*** Listed records ***

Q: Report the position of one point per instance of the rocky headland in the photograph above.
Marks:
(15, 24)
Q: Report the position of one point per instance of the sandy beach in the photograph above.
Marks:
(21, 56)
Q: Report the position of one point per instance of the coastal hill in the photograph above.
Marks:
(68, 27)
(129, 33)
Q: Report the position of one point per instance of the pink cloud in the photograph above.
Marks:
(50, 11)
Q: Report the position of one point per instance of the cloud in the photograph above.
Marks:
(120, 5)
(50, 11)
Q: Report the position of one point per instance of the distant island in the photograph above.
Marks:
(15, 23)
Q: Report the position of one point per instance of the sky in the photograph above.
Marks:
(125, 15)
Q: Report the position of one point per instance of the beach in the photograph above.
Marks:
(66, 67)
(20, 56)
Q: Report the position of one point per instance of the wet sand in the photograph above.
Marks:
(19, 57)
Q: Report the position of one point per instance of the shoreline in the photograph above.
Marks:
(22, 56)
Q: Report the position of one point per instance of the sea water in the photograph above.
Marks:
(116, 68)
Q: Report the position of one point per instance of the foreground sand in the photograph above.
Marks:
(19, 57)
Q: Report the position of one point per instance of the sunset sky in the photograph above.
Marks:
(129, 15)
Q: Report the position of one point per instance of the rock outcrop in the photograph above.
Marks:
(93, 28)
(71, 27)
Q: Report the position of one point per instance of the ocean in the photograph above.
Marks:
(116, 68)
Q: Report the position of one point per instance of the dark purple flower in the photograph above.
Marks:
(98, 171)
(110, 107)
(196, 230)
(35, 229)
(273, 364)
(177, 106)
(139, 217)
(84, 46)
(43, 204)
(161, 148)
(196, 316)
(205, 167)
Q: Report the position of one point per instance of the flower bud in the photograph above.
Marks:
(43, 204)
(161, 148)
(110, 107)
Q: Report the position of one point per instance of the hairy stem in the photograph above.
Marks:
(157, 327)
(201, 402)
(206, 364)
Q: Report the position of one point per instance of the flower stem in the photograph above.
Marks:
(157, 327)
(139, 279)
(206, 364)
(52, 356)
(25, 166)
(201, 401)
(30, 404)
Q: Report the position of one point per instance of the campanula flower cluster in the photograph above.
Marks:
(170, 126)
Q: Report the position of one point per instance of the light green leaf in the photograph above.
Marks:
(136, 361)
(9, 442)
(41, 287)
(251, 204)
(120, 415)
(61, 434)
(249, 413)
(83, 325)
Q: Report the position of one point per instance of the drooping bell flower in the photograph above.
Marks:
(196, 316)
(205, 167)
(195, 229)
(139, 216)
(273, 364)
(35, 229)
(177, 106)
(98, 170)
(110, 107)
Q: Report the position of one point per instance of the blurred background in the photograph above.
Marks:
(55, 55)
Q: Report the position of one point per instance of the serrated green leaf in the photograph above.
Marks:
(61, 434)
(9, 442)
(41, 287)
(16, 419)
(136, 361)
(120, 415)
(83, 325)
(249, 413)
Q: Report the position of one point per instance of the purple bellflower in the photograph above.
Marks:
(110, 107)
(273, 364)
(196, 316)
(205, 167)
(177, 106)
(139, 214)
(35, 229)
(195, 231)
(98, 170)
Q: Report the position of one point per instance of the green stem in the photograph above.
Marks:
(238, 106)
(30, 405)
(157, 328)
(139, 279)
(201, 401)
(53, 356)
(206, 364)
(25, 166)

***

Copy word for word the stretch of the entries from the line containing "background in the photograph above." through the end of the entries.

■ **Exercise result**
Q: Report the position of one point per instance of the blurred background in the photograph above.
Marks:
(55, 55)
Q: Report the position of one point per instance of the serrated green leaf in the photograph above.
Marks:
(61, 434)
(9, 442)
(41, 287)
(16, 419)
(136, 361)
(120, 415)
(83, 325)
(249, 413)
Q: Report the position of one point per instance of the purple bellflower in the photograph above.
Marks:
(110, 107)
(273, 364)
(196, 316)
(205, 167)
(177, 106)
(139, 214)
(35, 229)
(195, 231)
(98, 170)
Q: Report the position of one point per instance of the green stem in the photograph above.
Marks:
(238, 106)
(30, 405)
(157, 328)
(139, 279)
(201, 401)
(53, 356)
(206, 364)
(25, 166)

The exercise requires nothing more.